Attila kam (mit seinen Hunnen) bis in die Champagne, wurde dort auf den Katalaunischen Feldern geschlagen. So habe ich es noch in der Schule gelernt. Mein "Attila" hingegen hat den Sprung über den Kanal geschafft, war mein schnittiger Urlaubsbegleiter in England. Hat er, ebenso wie seinen Einzug in meinen Bestand schöner nützlicher Messer, seiner geringen Größe zu verdanken.

Bis rd. 75 mm Klinge, Slipjoint, dann ist in Britannien Schluss, keine Arretierung, keine Fixed - mit solchen Ausnahmen wollte ich mich gar nicht erst beschäftigen, die Briten wären möglicherweise "not amused"! Und im städtischen Bereich immer "EDC", was in diesem Fall Deep Carried heißen soll. Denn jeder Bobby könnte auch ein normales SAK gegen hohes Bußgeld konfiszieren. Kein Paradies für Messerfreunde - und trotzdem eine Reise mit den richtigen Messern wert.

Bis 75 mm also, das wäre das Reich der SAK's & Co. Will man aber die ganze Länge bei ordentlicher Klingenbreite nutzen, wird das Angebot dünn. Andererseits war das für mich ein überzeugendes Argument, mir von Attila Kovacs mal eines seiner hochgelobten Messer bauen zu lassen. Ausgestattet mit einigen Tipps von unserem kundigen Messerfreund in Monte Gordo (R'n'R: nochmals danke!) bestellte ich. Attila bedankte sich nett, war aber auch "not amused"; binnen drei Monaten wär es wohl nicht zu machen. Die Lösung brachte der Second-Hand-Markt, genau mein Maß 75 mm, 1.2442, Messingbacken, Mooreiche - das passte. So ging's auf die Reise, ergänzt um ein alt-ehrwürdiges Multifunktionsmesser von Gottlieb Hammesfahr, wegen der Säge.

» **SCHRIFTLICHE AUFGABE A**:
Beantworte bitte anhand des Textes über das Messer für die Englandreise diese Fragen:
(i) Wo wurde Attila mit seinen Hunnen geschlagen?
(ii) Bis zu welcher Klingenlänge ist ein Slipjoint in Britannien erlaubt?
(iii) Weshalb kam das Multifunktionsmesser von Gottlieb Hammesfahr mit auf die Reise?
» **SCHRIFTLICHE AUFGABE B**: Zähle alle Merkmale auf, die der Text über das Messer für die Englandreise für das auf dem Second-Hand-Markt gefundene Messer nennt.
» **SCHRIFTLICHE AUFGABE C**: Schreibe den Text über das Messer für die Englandreise im Anschluss an seinen letzten Satz weiter.

» **DATENAUSZUG**:
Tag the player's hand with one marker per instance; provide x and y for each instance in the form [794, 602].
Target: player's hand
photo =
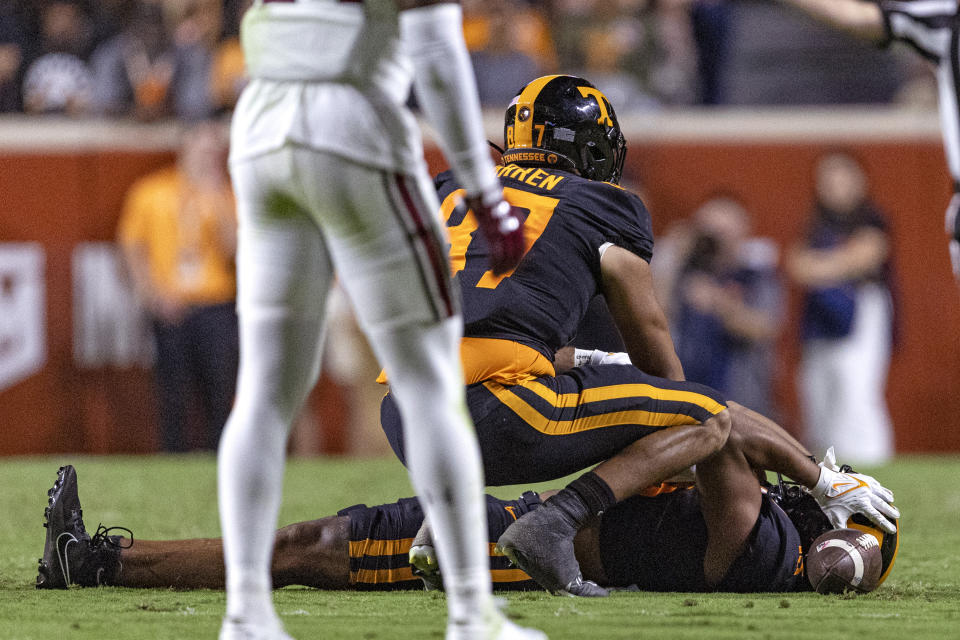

» **LÖSUNG DER AUFGABE A**:
(i) Auf den Katalaunischen Feldern in der Champagne.
(ii) Bis rund 75 mm.
(iii) Wegen der Säge.

» **LÖSUNG DER AUFGABE B**:
- 75 mm
- 1.2442
- Messingbacken
- Mooreiche

» **LÖSUNG DER AUFGABE C**:
Aber: Braucht man in England solche Messer? Ein Messerjockel ja, die Briten nein. Steaks werden mit merkwürdigen Wellenschliffmessern zerrissen, für Fish&Chips reicht jedes stumpfe Stanzteil ebenso, wie für die morgendlichen scrambled eggs. Alles andere wird gequetscht oder man tut's feste brechen, daher "Breakfast". Es gibt morgens durchaus schon oft frisches Obst, aber man kommt schneidtechnisch, zB für ein Müsli, nicht dran. Nach ersten rücksichtsvollen Quetschübungen hab ich ganz pragmatisch umgeschaltet: "Attila" kam mit auf den Tisch. Übrigens: Keine Reaktion der anderen Gäste, niemand floh - im Stillen werden Sie mich eher um mein Müsli beneidet haben!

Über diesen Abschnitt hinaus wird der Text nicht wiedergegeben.